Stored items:
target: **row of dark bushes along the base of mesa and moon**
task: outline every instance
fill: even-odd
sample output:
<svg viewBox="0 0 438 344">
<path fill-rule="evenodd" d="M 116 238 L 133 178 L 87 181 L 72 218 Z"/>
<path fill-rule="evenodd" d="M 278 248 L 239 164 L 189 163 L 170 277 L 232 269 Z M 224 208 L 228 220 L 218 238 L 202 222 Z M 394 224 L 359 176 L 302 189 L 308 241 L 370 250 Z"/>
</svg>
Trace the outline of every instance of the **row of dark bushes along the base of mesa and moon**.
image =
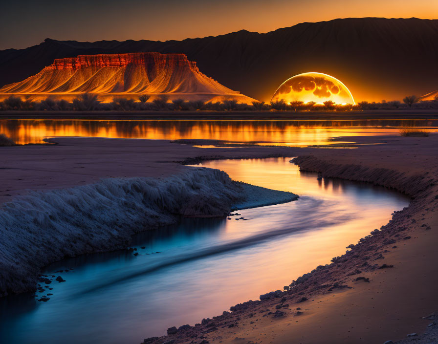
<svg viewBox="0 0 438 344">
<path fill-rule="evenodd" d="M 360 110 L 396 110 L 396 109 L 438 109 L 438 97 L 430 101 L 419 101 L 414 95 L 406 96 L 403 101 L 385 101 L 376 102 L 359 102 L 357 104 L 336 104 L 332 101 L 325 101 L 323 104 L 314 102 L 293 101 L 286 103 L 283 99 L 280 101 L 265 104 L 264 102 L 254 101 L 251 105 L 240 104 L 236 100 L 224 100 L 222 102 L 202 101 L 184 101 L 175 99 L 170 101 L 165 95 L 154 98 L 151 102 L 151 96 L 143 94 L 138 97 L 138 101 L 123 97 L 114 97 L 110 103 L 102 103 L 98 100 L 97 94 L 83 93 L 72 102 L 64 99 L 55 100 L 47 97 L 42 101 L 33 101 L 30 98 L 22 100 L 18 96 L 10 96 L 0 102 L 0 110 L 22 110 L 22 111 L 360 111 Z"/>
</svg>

TASK ITEM
Beginning with the line holding "Trace the outline", copy each line exactly through the end of the records above, and leave every picture out.

RESULT OF THE TASK
Trace the outline of every instance of the **row of dark bushes along the base of mesa and moon**.
image =
<svg viewBox="0 0 438 344">
<path fill-rule="evenodd" d="M 360 110 L 396 110 L 396 109 L 438 109 L 438 97 L 430 101 L 419 101 L 414 95 L 406 96 L 403 101 L 385 101 L 376 102 L 359 102 L 357 104 L 336 104 L 332 101 L 325 101 L 323 104 L 314 102 L 293 101 L 286 103 L 283 99 L 280 101 L 265 104 L 264 102 L 254 101 L 251 105 L 240 104 L 236 100 L 224 100 L 222 102 L 202 101 L 184 101 L 175 99 L 170 101 L 165 95 L 154 98 L 151 102 L 151 96 L 143 94 L 138 97 L 138 101 L 123 97 L 114 97 L 110 103 L 102 103 L 98 100 L 97 94 L 83 93 L 72 102 L 64 99 L 55 100 L 47 97 L 42 101 L 33 101 L 30 98 L 22 100 L 18 96 L 10 96 L 0 102 L 0 110 L 22 110 L 22 111 L 360 111 Z"/>
</svg>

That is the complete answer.